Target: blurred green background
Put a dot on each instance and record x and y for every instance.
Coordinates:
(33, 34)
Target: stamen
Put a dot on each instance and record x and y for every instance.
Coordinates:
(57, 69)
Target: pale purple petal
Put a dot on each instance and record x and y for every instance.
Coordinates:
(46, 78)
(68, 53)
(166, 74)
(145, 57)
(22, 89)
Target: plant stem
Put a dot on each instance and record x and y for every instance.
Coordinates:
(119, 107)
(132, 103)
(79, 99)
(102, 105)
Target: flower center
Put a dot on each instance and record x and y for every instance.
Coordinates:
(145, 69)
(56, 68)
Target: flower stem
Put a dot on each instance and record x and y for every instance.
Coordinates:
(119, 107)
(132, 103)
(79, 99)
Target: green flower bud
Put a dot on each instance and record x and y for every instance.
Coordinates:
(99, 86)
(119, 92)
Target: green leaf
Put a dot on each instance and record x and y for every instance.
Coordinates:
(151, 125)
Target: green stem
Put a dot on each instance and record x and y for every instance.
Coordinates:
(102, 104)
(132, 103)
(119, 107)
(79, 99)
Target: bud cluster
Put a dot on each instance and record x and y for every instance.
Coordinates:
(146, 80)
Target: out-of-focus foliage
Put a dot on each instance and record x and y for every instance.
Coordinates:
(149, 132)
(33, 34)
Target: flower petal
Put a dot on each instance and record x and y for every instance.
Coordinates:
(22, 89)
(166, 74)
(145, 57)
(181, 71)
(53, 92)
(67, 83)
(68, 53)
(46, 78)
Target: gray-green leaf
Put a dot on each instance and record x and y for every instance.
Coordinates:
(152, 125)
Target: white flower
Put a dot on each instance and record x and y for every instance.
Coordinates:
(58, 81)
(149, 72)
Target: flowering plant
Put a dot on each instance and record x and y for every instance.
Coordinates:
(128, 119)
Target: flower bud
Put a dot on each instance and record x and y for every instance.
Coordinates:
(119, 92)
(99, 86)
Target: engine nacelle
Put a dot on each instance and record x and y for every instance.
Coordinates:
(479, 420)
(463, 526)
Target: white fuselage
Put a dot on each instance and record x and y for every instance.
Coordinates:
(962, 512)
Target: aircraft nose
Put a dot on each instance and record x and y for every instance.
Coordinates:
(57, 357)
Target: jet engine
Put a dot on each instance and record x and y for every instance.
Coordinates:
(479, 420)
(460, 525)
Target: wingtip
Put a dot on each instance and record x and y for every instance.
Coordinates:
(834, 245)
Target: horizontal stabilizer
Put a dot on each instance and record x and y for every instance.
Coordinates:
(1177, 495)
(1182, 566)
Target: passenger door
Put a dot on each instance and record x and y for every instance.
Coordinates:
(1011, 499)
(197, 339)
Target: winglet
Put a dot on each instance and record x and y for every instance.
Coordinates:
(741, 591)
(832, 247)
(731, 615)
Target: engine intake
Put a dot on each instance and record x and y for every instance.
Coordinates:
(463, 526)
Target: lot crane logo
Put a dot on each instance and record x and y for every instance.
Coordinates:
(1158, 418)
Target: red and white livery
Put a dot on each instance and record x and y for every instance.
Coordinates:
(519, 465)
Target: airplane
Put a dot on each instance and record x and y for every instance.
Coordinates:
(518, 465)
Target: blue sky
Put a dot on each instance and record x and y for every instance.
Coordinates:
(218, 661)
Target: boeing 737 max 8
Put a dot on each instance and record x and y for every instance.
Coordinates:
• • • •
WORK ORDER:
Note which lines carry the word "leaf" in the material, then copy each of them.

WRITTEN REPLY:
Target: green leaf
Target: gray-green leaf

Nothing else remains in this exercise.